(Data extracted from a collection)
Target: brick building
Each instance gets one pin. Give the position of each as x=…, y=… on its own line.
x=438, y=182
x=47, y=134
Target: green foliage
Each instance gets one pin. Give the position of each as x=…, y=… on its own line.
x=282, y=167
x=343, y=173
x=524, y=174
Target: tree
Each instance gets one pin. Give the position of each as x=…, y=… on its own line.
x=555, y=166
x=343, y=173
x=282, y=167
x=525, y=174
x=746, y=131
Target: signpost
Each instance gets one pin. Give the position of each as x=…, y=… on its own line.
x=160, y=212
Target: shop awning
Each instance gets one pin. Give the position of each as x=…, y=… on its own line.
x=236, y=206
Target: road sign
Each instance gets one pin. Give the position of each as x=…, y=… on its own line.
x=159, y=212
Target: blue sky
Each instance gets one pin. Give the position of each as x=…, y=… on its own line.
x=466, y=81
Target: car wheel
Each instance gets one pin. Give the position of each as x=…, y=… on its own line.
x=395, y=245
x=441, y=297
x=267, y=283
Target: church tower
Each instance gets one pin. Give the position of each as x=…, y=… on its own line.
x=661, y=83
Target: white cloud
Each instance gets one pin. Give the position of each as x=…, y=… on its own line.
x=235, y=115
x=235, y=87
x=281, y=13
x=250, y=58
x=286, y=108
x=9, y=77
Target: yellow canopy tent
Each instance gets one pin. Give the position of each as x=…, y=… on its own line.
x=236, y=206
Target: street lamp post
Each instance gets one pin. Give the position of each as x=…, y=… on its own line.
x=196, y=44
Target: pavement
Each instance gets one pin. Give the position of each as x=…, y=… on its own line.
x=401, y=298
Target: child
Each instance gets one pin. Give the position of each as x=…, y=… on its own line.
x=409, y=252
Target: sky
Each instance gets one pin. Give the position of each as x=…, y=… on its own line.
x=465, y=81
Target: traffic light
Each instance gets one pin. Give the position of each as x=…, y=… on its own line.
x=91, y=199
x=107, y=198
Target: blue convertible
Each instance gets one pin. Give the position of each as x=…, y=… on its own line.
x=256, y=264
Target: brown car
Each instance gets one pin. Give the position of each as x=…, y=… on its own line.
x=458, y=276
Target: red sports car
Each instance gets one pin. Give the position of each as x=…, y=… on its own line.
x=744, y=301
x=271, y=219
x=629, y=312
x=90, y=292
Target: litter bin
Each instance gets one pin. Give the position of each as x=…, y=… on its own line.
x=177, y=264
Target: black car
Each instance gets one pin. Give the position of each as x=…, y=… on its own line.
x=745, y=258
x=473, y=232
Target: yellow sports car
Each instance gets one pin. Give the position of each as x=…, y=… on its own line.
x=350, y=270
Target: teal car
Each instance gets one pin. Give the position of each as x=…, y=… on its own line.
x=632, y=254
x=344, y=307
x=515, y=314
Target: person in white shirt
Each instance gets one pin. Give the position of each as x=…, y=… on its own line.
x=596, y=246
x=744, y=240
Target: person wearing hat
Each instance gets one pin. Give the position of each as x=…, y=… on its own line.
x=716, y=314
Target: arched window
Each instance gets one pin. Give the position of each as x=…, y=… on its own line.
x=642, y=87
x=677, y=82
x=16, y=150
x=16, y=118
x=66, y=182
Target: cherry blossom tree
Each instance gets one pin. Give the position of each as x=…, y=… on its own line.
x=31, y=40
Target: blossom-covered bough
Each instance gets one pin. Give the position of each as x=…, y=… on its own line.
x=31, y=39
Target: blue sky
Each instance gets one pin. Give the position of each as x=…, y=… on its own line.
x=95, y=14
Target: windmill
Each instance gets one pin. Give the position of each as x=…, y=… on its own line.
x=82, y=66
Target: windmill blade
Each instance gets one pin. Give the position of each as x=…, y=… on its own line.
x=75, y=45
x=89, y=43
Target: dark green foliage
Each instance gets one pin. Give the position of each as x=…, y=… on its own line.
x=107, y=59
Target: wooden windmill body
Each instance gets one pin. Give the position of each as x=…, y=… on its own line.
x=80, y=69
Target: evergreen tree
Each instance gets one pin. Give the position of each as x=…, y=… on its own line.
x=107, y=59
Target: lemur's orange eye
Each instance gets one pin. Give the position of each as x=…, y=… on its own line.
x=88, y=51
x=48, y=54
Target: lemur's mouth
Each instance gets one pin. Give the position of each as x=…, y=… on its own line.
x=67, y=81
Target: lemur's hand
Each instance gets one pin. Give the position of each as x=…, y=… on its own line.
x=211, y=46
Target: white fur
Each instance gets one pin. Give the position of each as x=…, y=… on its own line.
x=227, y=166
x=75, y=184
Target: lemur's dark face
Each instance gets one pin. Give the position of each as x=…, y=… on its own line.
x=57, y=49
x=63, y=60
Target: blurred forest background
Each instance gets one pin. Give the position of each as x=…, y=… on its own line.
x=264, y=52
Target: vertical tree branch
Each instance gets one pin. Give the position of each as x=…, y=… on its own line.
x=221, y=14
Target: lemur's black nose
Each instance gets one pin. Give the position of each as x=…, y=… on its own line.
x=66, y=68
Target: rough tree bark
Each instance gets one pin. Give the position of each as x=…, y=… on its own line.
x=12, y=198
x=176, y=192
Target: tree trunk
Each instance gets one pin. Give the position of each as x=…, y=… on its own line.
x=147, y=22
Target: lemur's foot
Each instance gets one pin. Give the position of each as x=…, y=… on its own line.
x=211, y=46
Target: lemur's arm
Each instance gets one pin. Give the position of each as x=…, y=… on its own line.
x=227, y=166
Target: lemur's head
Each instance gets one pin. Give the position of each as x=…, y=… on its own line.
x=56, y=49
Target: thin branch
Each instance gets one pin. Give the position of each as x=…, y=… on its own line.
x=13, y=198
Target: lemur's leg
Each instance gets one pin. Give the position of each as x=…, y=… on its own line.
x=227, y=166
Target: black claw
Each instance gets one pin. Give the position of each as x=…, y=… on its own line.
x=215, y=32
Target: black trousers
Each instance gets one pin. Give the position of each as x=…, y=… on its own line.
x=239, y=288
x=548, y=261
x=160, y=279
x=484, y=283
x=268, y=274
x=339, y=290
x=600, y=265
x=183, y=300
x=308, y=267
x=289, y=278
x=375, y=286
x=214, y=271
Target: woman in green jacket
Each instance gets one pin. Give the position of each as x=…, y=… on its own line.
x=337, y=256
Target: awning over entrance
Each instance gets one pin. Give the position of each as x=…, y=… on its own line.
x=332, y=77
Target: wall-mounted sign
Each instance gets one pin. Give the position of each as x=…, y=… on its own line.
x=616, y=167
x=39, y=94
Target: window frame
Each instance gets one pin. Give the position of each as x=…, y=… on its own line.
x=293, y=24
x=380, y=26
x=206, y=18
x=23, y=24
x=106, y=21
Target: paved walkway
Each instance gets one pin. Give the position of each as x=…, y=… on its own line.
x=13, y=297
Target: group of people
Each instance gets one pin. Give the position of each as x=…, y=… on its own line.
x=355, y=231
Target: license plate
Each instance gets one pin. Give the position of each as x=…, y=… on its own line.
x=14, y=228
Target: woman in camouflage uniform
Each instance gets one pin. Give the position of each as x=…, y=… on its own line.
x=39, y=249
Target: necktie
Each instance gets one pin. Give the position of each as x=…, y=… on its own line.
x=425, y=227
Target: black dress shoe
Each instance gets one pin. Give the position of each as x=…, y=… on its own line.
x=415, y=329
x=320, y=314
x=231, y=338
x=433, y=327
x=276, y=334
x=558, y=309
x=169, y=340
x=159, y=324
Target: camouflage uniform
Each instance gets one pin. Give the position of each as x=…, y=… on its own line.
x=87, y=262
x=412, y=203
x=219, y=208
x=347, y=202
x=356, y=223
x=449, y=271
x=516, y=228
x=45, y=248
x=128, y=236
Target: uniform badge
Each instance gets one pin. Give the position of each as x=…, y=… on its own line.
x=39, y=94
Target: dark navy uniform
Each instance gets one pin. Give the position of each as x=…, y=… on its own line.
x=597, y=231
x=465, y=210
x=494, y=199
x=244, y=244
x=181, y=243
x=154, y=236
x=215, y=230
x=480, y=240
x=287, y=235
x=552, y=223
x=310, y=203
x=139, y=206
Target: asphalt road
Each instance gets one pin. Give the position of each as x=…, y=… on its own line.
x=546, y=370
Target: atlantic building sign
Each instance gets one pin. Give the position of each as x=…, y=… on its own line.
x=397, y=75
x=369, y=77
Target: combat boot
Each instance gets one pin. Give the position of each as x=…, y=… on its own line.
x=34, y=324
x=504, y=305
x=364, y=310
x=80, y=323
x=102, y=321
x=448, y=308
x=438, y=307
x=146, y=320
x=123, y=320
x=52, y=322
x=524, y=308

THE EXERCISE – Only the lines from the one containing "Target: asphalt road" through the end of the entries above belong in the answer; repeat them exactly.

OUTPUT OF THE TASK –
Target: asphalt road
Each instance gets one pin. Give the position of each as x=…, y=… on its own line.
x=546, y=370
Target: atlantic building sign
Each instance gets one pin. Give the position of each as x=…, y=… on its own line.
x=397, y=75
x=369, y=77
Target: combat boot
Each instance gets one pin. Give the position of each as x=…, y=… on its own line.
x=34, y=324
x=504, y=305
x=364, y=310
x=80, y=323
x=102, y=321
x=448, y=308
x=438, y=307
x=146, y=320
x=123, y=320
x=52, y=322
x=524, y=308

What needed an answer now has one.